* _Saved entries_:
• • •
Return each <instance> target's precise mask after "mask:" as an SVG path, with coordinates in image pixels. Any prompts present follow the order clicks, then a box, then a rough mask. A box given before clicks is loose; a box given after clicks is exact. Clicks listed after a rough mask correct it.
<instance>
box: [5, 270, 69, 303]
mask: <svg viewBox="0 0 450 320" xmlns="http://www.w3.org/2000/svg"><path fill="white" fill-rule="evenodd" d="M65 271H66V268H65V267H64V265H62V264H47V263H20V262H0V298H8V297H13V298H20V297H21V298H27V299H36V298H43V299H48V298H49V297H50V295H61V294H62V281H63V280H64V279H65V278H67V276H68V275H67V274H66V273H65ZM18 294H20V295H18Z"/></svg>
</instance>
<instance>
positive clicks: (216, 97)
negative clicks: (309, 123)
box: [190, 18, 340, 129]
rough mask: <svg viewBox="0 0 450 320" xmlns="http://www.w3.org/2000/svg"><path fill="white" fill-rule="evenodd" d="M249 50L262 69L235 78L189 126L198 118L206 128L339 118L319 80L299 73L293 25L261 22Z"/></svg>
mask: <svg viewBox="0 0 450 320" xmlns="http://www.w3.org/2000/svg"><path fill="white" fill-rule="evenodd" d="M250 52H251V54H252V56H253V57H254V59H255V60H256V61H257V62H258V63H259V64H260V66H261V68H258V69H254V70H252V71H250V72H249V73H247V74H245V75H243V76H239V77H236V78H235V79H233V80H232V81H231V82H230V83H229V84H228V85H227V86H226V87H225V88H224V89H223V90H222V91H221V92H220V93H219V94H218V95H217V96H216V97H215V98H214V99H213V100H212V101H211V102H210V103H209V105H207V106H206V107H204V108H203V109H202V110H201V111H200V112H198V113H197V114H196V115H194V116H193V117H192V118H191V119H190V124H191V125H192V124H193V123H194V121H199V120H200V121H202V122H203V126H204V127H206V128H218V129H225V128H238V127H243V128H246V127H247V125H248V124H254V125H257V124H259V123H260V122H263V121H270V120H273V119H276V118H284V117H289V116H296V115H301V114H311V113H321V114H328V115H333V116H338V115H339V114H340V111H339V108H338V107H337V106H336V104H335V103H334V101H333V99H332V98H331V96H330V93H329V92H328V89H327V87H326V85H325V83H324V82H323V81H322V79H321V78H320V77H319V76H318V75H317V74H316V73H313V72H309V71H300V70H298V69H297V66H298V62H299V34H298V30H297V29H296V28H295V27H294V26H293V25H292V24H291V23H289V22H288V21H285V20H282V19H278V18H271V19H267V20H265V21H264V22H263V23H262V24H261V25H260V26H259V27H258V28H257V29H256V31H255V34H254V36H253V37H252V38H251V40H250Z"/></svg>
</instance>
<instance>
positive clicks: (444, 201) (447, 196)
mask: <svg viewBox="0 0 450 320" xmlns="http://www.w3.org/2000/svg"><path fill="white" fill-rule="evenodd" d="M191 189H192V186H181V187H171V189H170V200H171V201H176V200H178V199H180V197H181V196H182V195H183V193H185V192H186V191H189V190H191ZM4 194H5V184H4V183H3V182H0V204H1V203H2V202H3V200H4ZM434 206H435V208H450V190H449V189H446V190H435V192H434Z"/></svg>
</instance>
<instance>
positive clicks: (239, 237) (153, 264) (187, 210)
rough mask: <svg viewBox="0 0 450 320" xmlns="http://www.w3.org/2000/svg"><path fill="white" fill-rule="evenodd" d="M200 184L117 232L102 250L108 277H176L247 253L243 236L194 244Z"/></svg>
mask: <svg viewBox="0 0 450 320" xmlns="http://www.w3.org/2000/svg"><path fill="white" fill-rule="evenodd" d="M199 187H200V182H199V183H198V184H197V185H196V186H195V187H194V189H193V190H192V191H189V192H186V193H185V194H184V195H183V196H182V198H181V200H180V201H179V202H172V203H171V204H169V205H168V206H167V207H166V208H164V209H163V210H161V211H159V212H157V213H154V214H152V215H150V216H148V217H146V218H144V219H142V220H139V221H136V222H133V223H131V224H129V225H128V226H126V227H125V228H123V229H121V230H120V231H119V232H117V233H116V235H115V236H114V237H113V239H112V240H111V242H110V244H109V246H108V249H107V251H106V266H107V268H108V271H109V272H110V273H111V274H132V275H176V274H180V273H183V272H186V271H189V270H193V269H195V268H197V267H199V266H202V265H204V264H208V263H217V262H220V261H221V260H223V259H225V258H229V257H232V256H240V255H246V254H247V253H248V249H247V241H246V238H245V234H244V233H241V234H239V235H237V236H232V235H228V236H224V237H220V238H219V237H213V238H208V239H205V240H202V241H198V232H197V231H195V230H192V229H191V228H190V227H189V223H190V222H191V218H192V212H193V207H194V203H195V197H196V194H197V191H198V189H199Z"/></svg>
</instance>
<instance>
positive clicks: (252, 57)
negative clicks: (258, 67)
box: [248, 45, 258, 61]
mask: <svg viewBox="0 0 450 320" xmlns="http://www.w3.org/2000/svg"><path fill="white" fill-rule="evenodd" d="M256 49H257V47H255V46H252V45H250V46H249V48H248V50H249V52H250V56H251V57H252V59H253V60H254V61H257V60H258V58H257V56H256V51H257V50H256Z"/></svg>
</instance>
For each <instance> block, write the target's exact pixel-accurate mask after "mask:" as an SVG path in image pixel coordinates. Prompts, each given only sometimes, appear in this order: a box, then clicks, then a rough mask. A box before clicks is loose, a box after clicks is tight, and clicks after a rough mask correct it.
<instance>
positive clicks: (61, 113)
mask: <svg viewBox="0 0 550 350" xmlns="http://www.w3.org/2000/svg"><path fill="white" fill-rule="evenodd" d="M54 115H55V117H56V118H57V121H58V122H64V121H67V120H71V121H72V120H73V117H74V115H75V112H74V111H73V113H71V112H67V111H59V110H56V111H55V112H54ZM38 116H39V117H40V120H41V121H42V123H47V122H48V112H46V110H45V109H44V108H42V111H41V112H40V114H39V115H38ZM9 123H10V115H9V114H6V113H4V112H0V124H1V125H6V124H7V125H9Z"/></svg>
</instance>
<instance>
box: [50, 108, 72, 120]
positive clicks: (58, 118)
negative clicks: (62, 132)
• • •
* _Exercise requirements_:
Where a line above includes "loose", copy that line.

* _Result of this exercise_:
Return each <instance> target's precise mask after "mask:" as an SVG path, with coordinates in image pixels. Any prompts present follow the order clicks, then a box, then a rough mask. A box given before clicks is loose; a box given after clicks is exact. Clicks listed after a rough mask correct it.
For each <instance> block, write the target's exact pixel-accurate mask after "mask:" as an SVG path in image pixel coordinates. Prompts, each given only sometimes, appear in this order: a box, then clicks, then a rough mask. A box before clicks is loose, a box after clicks is tight, and clicks after a rough mask correct it.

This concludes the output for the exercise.